仕事でばたばたな日々を駆け抜け、カレンダーを見ながらずっと楽しみにしていた美肌室ソラへ。寒さで身体もこわばり、心もせわしない感じが続いていたから、束の間の休息だ、と足取り軽くお店に向かう。表参道の駅から小道に入り歩いていくと、鳥が羽ばたく美肌室ソラの看板が。ビルの2階に登ってドアを開けると、やさしい光が差し込むお部屋で店主の舘山さんが迎えてくれた。

 

お花や本、写真が飾られたお部屋は友達の家みたいで居心地がいい。写真は植本一子さんが撮ったもので、本棚にずらりと並んだ本は舘山さんが読んでいたものが置いてあるそう。なんだか勝手に抱いていた「美容サロン」のイメージと違って、緊張がゆるゆると解けていく。

提供レコード -
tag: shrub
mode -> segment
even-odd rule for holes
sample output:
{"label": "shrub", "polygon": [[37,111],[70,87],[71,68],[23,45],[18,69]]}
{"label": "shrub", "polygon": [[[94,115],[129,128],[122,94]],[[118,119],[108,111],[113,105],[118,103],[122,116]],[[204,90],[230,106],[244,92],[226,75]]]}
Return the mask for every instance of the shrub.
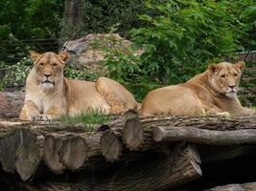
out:
{"label": "shrub", "polygon": [[163,84],[184,82],[243,50],[239,39],[244,25],[230,1],[168,0],[147,7],[159,14],[140,15],[150,27],[131,31],[132,41],[143,47],[141,60],[151,75]]}

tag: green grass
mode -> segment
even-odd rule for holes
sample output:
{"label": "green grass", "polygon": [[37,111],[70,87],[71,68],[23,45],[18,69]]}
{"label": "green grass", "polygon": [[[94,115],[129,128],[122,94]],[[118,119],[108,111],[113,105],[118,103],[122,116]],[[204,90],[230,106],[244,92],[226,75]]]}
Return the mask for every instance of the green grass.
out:
{"label": "green grass", "polygon": [[93,125],[110,120],[110,116],[105,115],[102,112],[82,112],[75,117],[62,116],[58,121],[66,123],[84,123]]}

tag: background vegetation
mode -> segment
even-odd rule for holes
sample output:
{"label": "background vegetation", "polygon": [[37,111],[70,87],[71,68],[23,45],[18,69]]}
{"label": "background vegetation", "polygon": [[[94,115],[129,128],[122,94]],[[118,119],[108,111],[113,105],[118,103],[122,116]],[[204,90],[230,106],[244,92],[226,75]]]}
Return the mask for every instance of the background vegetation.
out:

指示 1 - 引用文で、部屋に飾られた写真を撮ったのは誰か。
指示 2 - レコードの「tag: background vegetation」を含む行から最後の行までを、空行を除いて番号付きリストに変えよ。
引用文とレコードは、それぞれ別の出どころから取られている。

解答 1 - 植本一子さん。

解答 2 -
1. tag: background vegetation
2. mode -> segment
3. even-odd rule for holes
4. sample output:
5. {"label": "background vegetation", "polygon": [[37,111],[70,87],[71,68],[23,45],[18,69]]}
6. {"label": "background vegetation", "polygon": [[[94,115],[129,128],[122,94]],[[118,119],[108,111],[113,105],[118,103],[122,116]],[[204,90],[230,106],[244,92],[226,75]]]}
7. Return the mask for every instance of the background vegetation.
8. out:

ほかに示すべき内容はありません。